* Work instructions *
• A. Retype the passage of the GIST treatment article between "Edwin Choy, MD, director" and "stromal tumor (GIST).", inclusive.
• B. In the GIST treatment article, what program does Edwin Choy direct at Massachusetts General Hospital?
• C. Carry on the article about GIST treatment from its final sentence.
*** Excerpt Section Begins ***
Advice and Future Directions for the Treatment of GIST

Video

Edwin Choy, MD, provides key recommendations for community oncologists treating patients with gastrointestinal stromal tumor.

Edwin Choy, MD, director of the Sarcoma Program at the Division of Hematology Oncology at Massachusetts General Hospital, a founding member of Mass General Brigham, associate professor of medicine at Harvard Medical School, provides key recommendations for community oncologists treating patients with gastrointestinal stromal tumor (GIST).

In the past 2 decades, the FDA has granted a number approvals for the treatment of GIST, including sunitinib (Sutent), regorafenib (Stivarga), ripretinib (Qinlock), avapritinib (Ayvakit), and more.

With the variety of treatments now available, Choy notes that research must now focus on how to properly sequence the therapies. Another area of research that is needed is to focus on which treatment will be the most effective option in the second- and third-line settings.
*** Excerpt Section Ends ***
*** Excerpted records Section Begins ***
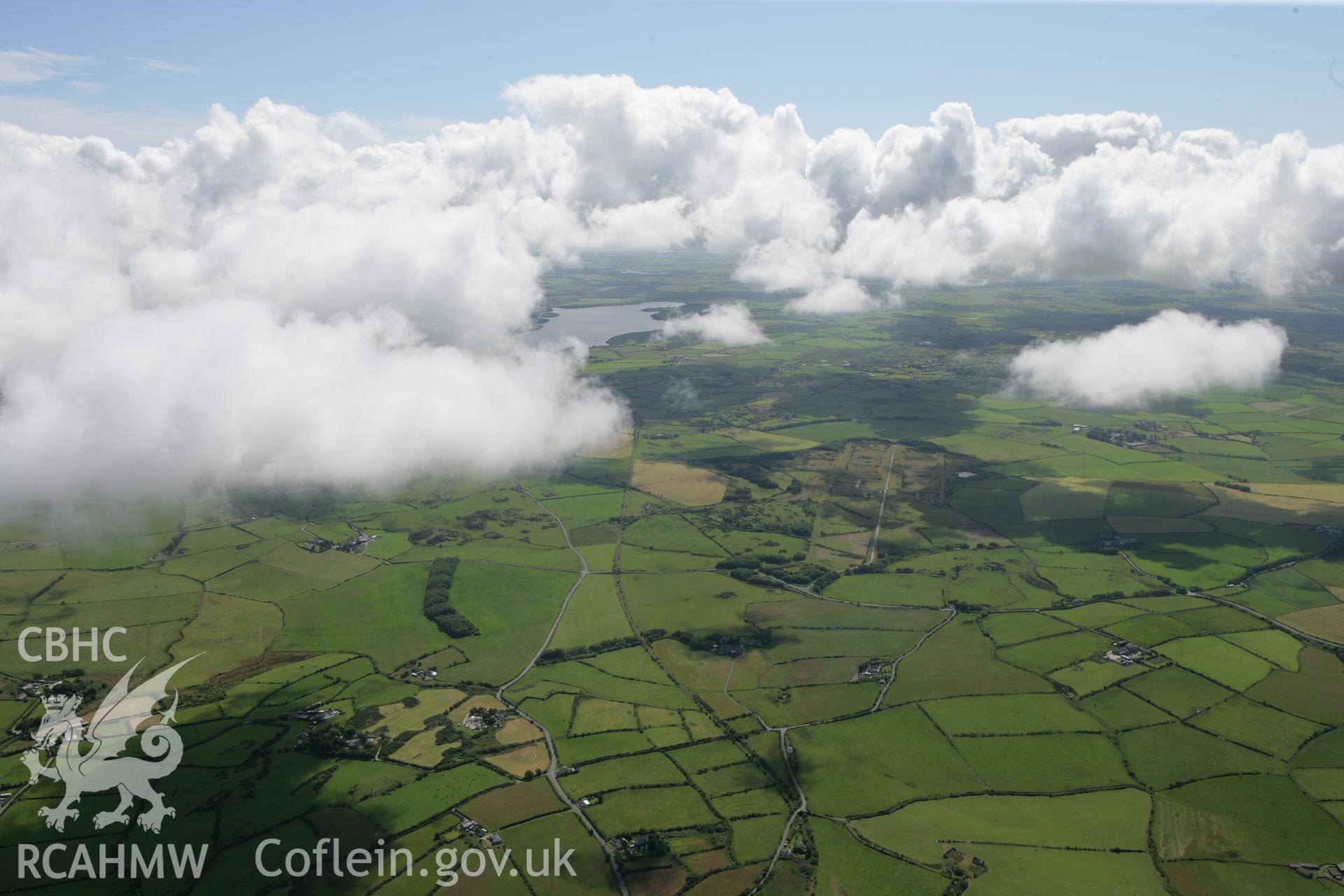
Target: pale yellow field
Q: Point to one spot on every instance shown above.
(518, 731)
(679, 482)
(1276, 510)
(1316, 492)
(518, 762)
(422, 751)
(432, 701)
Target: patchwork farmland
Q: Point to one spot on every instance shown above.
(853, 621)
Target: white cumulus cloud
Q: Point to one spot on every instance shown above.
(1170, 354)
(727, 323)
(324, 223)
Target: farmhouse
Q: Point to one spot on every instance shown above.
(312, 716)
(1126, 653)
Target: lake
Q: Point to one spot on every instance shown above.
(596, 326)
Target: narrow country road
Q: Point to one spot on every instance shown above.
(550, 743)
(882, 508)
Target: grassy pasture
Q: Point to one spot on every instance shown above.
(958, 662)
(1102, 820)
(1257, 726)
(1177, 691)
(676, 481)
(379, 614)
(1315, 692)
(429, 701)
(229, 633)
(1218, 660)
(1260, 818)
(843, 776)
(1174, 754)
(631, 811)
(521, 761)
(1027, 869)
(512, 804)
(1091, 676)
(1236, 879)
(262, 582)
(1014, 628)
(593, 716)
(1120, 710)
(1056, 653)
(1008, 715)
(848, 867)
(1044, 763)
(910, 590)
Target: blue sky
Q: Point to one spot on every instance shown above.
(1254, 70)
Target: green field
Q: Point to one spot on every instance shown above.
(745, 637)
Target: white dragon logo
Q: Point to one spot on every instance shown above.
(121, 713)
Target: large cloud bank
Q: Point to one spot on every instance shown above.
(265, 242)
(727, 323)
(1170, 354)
*** Excerpted records Section Ends ***
* Responses to the exercise *
• A.
Edwin Choy, MD, director of the Sarcoma Program at the Division of Hematology Oncology at Massachusetts General Hospital, a founding member of Mass General Brigham, associate professor of medicine at Harvard Medical School, provides key recommendations for community oncologists treating patients with gastrointestinal stromal tumor (GIST).

• B. The Sarcoma Program at the Division of Hematology Oncology.

• C.
Transcription:

0:10 | The universe of GIST and the scientists that do research on GIST have to be applauded for creating 5 drugs that can be effective for this disease in the last 20 years. Now, I think the trials have to better understand how to use them and in what sequence. You will see more trials like this where we're trying to see which of the 5 drugs or which of the remaining 4 drugs are going to be most effective in the second-line setting and the third-line setting.

0:46 | Then ultimately, we'll have patients who go through all 5 drugs and have nothing else that they can use. That is an area of unmet need for patients with metastasis GIST. There is some research that may be going back and recycling some of these old medicines that they used before to see if they can also be effective. But there are also other drugs that we know can work on GIST that are not FDA-approved. Perhaps some of those drugs will also be included in these future clinical trials.